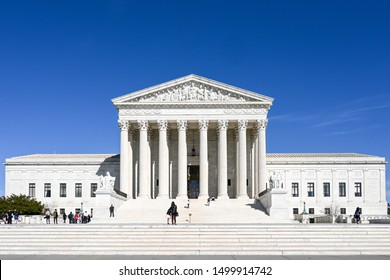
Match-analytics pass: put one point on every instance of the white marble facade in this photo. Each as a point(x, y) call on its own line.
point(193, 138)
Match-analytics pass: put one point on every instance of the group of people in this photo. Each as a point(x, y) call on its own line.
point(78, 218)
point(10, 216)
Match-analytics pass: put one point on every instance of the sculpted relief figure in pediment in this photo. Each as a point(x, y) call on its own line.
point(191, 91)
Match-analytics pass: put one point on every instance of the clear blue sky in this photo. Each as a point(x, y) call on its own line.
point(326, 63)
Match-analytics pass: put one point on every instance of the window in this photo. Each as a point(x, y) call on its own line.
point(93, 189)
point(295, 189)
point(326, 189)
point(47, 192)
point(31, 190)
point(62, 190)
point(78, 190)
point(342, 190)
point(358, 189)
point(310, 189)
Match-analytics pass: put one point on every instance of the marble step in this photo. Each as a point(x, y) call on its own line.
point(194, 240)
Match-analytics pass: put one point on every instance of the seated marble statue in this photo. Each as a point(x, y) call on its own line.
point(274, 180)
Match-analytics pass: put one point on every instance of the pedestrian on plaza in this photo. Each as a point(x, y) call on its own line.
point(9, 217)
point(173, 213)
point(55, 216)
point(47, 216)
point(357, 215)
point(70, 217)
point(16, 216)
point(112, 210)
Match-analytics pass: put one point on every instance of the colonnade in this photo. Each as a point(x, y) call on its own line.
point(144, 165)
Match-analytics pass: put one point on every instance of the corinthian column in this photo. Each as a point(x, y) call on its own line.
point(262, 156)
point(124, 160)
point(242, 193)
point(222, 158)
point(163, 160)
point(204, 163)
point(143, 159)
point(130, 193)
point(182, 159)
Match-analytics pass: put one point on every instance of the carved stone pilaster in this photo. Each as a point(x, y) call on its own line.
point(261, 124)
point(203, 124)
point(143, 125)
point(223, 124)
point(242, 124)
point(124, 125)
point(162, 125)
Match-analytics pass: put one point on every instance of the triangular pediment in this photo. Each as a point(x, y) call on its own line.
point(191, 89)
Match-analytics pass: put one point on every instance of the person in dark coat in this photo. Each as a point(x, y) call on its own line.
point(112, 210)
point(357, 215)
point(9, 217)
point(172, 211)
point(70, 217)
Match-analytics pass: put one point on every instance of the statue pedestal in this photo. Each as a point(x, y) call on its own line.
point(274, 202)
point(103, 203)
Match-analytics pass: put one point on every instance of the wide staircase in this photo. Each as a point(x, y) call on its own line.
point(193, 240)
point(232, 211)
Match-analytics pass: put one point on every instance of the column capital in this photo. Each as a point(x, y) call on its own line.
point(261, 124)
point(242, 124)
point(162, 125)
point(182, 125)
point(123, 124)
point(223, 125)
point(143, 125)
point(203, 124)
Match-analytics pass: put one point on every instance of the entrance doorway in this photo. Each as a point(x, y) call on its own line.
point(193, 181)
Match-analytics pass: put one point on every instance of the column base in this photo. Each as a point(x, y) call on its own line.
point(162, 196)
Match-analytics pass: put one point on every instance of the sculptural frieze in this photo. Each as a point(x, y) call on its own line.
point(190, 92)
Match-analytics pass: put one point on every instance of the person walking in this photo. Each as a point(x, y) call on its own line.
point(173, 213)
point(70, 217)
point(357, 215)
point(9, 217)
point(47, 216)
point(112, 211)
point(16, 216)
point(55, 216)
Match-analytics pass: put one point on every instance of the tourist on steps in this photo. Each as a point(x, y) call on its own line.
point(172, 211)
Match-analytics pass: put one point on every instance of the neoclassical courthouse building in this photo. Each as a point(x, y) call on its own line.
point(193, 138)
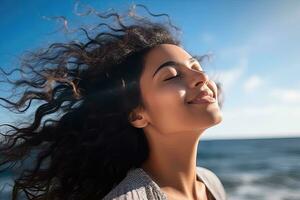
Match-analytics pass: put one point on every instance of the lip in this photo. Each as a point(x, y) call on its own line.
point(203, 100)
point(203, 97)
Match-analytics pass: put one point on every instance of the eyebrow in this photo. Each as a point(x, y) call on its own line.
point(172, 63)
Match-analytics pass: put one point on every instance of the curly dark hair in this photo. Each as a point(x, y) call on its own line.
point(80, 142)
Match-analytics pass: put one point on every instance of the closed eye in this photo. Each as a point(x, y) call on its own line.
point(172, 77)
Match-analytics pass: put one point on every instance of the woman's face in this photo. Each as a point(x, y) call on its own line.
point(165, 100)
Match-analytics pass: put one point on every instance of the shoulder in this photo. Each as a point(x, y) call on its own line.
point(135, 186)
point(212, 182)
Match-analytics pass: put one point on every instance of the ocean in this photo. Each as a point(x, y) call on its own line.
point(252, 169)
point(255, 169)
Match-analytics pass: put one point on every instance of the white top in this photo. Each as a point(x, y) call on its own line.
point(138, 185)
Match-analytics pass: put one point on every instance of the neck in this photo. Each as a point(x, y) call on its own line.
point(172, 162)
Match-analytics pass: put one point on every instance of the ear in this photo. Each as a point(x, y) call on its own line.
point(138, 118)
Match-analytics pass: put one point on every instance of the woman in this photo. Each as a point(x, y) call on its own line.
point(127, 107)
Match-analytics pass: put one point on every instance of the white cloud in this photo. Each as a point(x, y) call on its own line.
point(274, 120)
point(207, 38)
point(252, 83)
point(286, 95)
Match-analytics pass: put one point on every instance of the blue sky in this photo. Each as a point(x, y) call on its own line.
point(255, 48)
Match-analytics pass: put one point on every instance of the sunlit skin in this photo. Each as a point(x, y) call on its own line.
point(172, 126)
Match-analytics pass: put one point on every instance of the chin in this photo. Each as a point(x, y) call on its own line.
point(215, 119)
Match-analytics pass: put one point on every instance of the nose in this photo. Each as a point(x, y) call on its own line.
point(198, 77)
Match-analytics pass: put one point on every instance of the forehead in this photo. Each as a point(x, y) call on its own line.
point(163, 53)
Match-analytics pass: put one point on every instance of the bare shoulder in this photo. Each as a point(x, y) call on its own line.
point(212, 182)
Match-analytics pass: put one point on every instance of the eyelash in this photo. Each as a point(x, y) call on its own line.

····················

- **EXERCISE BRIEF**
Output exactly the lines from the one containing "of the sunlit" through the last line of the entries, both ends included.

- **ANSWER TO THE TASK**
Match-analytics pass: put one point on every instance of the sunlit skin in this photo. Each as a point(x, y) call on its own line.
point(172, 126)
Match-analytics pass: put one point on every instance of the chin in this photo. Each as a point(x, y) call on its own line.
point(215, 119)
Match-analytics pass: put one point on every instance of the nose in this photo. Each as a point(x, y) call on its own line.
point(198, 77)
Match-analytics pass: put one point on every instance of the forehead in this photo. Each as a point(x, y) call on its own line.
point(163, 53)
Match-analytics pass: put one point on every instance of the bare shoulder in this photo. Each as a point(x, y) call on its own line.
point(212, 182)
Match-analytics pass: put one point on every instance of the eyelash in this photo. Each as a point(x, y) call on its own line.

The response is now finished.